* State seeks enforced acquisition of MCC's Erdenet stake
* Mongolia's administrative court rules move illegal
* Government expected to appeal
LONDON/ULAANBAATAR, May 2 (Reuters) - Mongolian Copper Corporation (MCC) is considering international arbitration ahead of an expected government appeal against a court ruling the state's attempt to buy MCC's stake in one of Asia's biggest copper mines is illegal, the company said.
The corporation has been fighting for more than a year to stave off the Mongolian government's push to gain full control of the Erdenet mine by buying MCC's 49 percent holding for about $400 million.
The battle is being watched closely by international investors who are hoping that Mongolia's copper potential can help to meet increasing demand linked to electric vehicles and electrification across the globe.
In the latest in a series of court hearings, Mongolia's administrative court on Monday said that the government had no legal right to take over the Erdenet shares without any formal engagement with MCC.

====

OBJECTIVE 1: Repeat word for word the stretch of the report on the Erdenet mine dispute from "The battle is" through "engagement with MCC.".
The records have no connection to the Erdenet mine dispute report.

Pointing and labeling records:

====

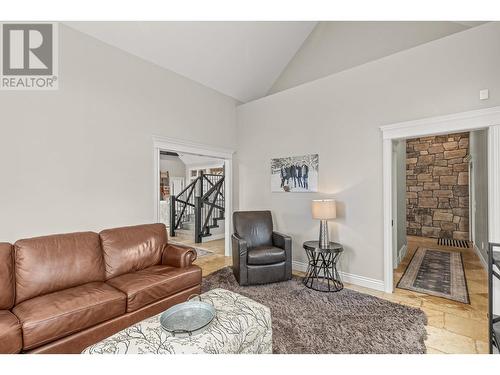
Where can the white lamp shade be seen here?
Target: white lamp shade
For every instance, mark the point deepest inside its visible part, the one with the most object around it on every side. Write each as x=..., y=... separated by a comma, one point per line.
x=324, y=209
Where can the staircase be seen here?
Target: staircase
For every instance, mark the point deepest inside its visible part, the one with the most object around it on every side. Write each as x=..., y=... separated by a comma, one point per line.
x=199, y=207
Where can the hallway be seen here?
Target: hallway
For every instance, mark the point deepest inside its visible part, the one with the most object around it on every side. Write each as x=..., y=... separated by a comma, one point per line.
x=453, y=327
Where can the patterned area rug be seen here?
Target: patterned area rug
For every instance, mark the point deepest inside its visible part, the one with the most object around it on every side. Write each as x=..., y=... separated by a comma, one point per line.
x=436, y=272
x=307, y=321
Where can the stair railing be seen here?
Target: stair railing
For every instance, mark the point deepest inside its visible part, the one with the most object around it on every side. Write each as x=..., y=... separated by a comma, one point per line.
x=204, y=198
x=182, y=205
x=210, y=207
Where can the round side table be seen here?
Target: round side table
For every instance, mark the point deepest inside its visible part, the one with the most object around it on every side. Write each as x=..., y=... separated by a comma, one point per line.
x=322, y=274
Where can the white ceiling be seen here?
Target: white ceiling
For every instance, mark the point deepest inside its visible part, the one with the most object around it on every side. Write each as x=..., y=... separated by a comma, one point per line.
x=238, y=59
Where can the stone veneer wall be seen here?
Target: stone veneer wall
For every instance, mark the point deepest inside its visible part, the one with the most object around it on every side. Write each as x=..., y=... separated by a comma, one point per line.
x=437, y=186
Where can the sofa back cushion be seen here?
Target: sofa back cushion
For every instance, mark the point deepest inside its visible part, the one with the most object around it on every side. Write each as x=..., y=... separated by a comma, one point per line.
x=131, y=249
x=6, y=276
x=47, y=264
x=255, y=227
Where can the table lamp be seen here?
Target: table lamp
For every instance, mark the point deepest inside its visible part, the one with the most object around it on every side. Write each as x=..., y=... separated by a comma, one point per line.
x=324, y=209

====

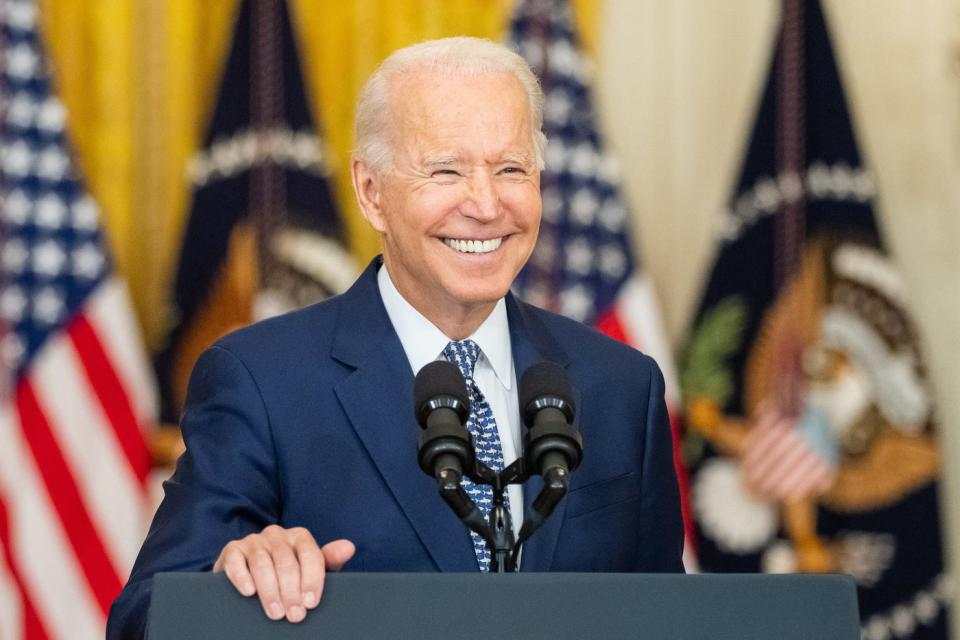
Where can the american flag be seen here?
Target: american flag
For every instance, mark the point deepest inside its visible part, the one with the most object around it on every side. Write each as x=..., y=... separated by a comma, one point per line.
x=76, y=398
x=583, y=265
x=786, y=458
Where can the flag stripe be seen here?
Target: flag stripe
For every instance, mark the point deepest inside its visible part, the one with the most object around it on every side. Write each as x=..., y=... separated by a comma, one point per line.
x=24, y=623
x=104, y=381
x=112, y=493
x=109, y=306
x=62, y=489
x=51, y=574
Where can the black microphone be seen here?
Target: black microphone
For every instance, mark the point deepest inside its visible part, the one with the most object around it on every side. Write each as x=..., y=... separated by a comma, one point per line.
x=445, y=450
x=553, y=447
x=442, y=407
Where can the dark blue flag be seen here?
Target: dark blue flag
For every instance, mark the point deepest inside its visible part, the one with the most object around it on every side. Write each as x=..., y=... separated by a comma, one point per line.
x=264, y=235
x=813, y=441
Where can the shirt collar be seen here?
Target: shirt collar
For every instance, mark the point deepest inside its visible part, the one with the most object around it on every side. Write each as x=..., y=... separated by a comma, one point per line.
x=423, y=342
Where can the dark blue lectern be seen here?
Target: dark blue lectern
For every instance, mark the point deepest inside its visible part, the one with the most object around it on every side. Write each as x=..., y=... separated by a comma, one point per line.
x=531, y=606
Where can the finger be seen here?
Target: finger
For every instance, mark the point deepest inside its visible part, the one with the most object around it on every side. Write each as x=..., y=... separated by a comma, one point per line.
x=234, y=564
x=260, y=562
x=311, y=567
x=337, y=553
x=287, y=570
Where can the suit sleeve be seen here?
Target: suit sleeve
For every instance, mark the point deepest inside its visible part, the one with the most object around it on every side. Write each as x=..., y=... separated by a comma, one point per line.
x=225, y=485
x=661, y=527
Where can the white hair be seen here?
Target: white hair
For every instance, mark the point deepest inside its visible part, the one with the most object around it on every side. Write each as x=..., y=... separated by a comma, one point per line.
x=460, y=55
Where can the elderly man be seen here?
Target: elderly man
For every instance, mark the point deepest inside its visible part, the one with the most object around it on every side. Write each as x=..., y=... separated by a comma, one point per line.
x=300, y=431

====

OBJECTIVE 2: Reproduce the stretch of the records from the line containing "Where can the shirt collar be seen here?" through the line containing "x=661, y=527", including both of those lines.

OUTPUT 1:
The battle is being watched closely by international investors who are hoping that Mongolia's copper potential can help to meet increasing demand linked to electric vehicles and electrification across the globe.
In the latest in a series of court hearings, Mongolia's administrative court on Monday said that the government had no legal right to take over the Erdenet shares without any formal engagement with MCC.

OUTPUT 2:
Where can the shirt collar be seen here?
Target: shirt collar
For every instance, mark the point deepest inside its visible part, the one with the most object around it on every side. Write each as x=..., y=... separated by a comma, one point per line.
x=423, y=342
Where can the dark blue lectern be seen here?
Target: dark blue lectern
For every instance, mark the point deepest inside its visible part, the one with the most object around it on every side. Write each as x=..., y=... separated by a comma, one point per line.
x=531, y=606
Where can the finger be seen here?
Target: finger
For every instance, mark the point deepest inside its visible part, the one with the most object around it on every side. Write each as x=..., y=... separated by a comma, one point per line.
x=234, y=564
x=260, y=562
x=311, y=567
x=337, y=553
x=287, y=570
Where can the suit sleeve be seen here?
Target: suit sleeve
For every instance, mark the point deepest inside its visible part, the one with the most object around it on every side. Write each as x=..., y=... separated by a comma, one point per line.
x=225, y=485
x=661, y=527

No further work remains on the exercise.